Collection entries:

◆ ◆ ◆ ◆ ◆ ◆ ◆

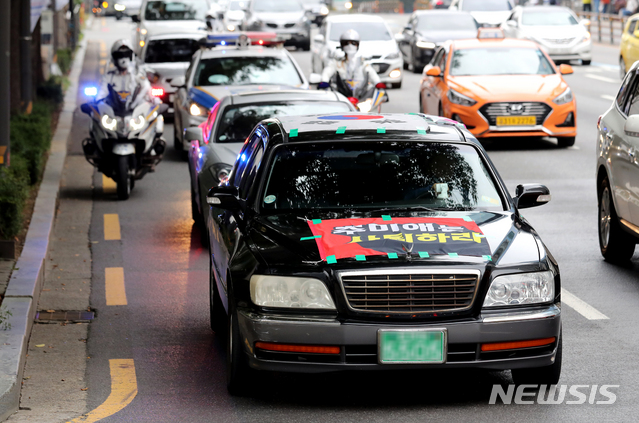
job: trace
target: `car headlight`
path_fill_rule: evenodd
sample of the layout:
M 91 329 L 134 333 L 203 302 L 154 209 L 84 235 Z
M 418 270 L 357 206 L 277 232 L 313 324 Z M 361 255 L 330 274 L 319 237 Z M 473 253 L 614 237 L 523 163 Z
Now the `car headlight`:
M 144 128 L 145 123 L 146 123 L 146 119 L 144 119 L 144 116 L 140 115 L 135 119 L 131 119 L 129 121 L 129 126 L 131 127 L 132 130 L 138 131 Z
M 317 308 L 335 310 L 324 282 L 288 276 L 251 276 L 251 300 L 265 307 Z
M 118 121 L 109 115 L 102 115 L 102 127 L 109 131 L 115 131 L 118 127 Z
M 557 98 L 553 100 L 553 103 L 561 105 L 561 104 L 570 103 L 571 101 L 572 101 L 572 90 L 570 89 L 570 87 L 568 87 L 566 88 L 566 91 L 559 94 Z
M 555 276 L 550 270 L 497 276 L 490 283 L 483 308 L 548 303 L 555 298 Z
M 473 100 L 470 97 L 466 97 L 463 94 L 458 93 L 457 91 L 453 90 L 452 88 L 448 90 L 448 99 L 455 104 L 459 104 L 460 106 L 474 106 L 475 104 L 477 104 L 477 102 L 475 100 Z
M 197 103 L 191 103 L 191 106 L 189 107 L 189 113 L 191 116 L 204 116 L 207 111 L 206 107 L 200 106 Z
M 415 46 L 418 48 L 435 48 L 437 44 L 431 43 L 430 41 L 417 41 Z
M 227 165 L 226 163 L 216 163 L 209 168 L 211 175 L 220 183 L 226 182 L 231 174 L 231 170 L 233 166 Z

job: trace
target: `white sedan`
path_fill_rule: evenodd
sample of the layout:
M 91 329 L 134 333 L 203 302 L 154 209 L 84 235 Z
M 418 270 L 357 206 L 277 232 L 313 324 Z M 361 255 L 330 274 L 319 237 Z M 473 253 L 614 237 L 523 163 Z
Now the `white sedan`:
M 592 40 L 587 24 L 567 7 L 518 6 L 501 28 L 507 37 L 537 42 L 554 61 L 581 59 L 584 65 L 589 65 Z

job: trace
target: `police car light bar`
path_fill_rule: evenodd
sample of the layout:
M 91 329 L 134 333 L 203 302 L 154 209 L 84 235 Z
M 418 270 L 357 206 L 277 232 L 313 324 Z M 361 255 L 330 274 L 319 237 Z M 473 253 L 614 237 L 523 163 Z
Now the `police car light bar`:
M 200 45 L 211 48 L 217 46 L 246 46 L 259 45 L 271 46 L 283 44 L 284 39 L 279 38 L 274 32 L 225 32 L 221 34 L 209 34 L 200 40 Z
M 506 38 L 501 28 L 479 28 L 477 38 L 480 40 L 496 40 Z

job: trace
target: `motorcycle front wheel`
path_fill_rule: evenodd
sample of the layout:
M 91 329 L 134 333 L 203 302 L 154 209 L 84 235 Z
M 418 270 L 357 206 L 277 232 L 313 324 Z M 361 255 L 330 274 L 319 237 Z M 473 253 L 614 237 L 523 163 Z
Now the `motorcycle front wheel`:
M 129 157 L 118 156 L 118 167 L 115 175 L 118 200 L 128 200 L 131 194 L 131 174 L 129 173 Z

◆ ◆ ◆ ◆ ◆ ◆ ◆

Exercise — Please repeat the entries from their very beginning up to and including the line that contains "M 144 128 L". Leave the pictures out of your answer.

In response —
job: trace
target: `car headlight`
path_fill_rule: evenodd
sample of the layout:
M 91 329 L 134 333 L 203 302 L 154 209 L 84 235 Z
M 418 270 L 357 206 L 277 232 L 313 324 Z M 361 255 L 330 274 L 319 237 Z M 473 253 L 614 237 L 523 163 Z
Now the `car headlight`:
M 144 128 L 145 123 L 146 123 L 146 119 L 144 119 L 144 116 L 140 115 L 135 119 L 131 119 L 129 121 L 129 126 L 131 127 L 132 130 L 138 131 Z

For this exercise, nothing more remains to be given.